GEGEBENER TEXT:
Und dementsprechend auch ein weisses T-shirt. 

Aber mit der Zeit (waschen) sieht man die ränder immer mehr.

Mein wunsch ist, dass der NUR die schrift und bzw. mein design druckt. Ich hab mal gehört, dass das mit vektorisieren oder so geht. weiss da jemand etwas?


----------



## Meccan (29. September 2005)

möchtest du das T-Shirt selber bedrucken auf deinen Eigenen Drucker oder 

 willst du dein T-Shirt in einer Firma bedrucken lassen?

 MFG Carl


----------



## Aloa (29. September 2005)

ich beidem nicht abgeneigt 
´jetzt geht es mir aber primär um firma
thx


----------



## Meccan (29. September 2005)

also wenn du es bei einer Firma machst dan würde ich dir empfehlen
 einen Sozusagen Siebdruck zumachen, wenn du dein T-Shirt mit Siebdruck
 drucken lässt hält es um einiges besser als solch ein Folie.

 Also musst du nur eine Vorlage für deinen Siebdruck erstellen, dabei musst du 
 folgendes beachten das deine Datei komplekt aus Vektoren besteht (in Photoshop sind es Pfade)

 wie man damit arbeite findest du in der Suche des Forum.

 Hoffe ich konnte dir helfen.

 MFG Carl


----------



## Aloa (29. September 2005)

DIE AUFGABEN:
1/ Prüfe anhand des Threads zum T-Shirt-Druck, ob jede Aussage zutrifft: (a) Meccan hält Siebdruck für haltbarer als Folie. (b) Aloa geht es vor allem darum, das T-Shirt selbst zu bedrucken. (c) In Photoshop heißen die Vektoren laut dem Thread Ebenen. Antworte jeweils mit Ja oder Nein und zitiere die entscheidenden Worte wörtlich.
2/ Gib den Absatz aus dem Thread zum T-Shirt-Druck, der mit „Also musst du nur eine Vorlage“ beginnt, in knapperer Form wieder, ohne seine wesentlichen Angaben zu verlieren.
3/ Führe den Thread zum T-Shirt-Druck nach seiner letzten Zeile weiter.

[Auszüge aus einem Datensatz zur Ortsannotation]
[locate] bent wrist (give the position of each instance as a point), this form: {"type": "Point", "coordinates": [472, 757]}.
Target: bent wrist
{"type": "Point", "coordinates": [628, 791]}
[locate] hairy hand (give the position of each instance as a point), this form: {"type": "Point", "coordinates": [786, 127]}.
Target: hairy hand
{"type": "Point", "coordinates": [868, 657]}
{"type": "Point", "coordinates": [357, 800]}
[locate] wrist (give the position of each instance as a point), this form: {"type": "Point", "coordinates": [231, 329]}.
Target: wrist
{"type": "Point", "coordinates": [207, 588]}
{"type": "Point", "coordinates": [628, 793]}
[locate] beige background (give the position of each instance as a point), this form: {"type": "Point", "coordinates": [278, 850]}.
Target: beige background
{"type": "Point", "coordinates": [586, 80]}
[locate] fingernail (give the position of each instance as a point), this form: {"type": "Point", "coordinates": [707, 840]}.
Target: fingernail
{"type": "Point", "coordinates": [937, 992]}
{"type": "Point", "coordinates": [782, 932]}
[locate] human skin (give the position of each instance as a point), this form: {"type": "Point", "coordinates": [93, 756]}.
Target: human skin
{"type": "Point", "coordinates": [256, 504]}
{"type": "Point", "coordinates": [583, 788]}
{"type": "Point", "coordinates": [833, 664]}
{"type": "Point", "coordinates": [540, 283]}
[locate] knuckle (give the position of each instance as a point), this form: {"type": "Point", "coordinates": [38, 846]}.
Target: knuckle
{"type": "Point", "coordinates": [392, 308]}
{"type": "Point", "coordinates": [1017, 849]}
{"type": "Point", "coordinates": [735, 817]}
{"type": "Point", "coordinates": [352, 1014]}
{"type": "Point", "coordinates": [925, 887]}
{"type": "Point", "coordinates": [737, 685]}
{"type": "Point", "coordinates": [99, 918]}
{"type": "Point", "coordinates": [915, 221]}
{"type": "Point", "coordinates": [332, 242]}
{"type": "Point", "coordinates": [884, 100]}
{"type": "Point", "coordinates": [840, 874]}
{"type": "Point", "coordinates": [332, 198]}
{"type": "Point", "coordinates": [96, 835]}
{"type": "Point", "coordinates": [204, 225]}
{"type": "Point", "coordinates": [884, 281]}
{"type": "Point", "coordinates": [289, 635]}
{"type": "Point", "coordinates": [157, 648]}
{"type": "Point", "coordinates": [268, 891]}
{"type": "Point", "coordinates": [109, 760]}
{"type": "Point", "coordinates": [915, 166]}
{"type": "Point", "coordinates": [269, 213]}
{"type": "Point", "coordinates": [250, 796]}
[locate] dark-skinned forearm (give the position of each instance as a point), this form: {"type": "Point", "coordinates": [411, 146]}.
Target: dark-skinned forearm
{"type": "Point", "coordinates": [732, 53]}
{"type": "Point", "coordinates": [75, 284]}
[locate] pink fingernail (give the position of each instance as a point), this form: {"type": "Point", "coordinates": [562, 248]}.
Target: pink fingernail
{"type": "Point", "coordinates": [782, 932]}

DIE ANTWORTEN:
1/
(a) Ja: „hält es um einiges besser als solch ein Folie“
(b) Nein: „geht es mir aber primär um firma“
(c) Nein: „in Photoshop sind es Pfade“

2/ Für den Siebdruck braucht man nur eine Vorlage. Die Datei muss vollständig aus Vektoren bestehen, in Photoshop sind das Pfade.

3/
ok erstmal danke für die Info. Ich habe im Forum gesucht und auch einiges gefunden.
Weiss aber immernoch nichtgenau wie ich das machen soll.
Soll ich "Datei->Exportieren->Pfade / Illustrator" machen?


----------



## Aloa (1. Oktober 2005)

danke, dass ihr alle so hilfsbereit seid


----------



## Markus Kolletzky (2. Oktober 2005)

Na na na. mal nicht ungeduldig werden.
Wie meccan schon schrieb, sollte Deine Vorlage für die Druckerei im Vektorformat vorliegen
oder zumindest in einer hohen Auflösung beim Rasterdruck.
Was sagt denn die Druckerei dazu? Welches Dateiformat wird von denen benötigt?
Um welche Motive handelt es sich denn - Strich- oder Rastergrafiken? Zeig uns am Besten
mal Dein Motiv und dann können wir sicher Genaueres sagen.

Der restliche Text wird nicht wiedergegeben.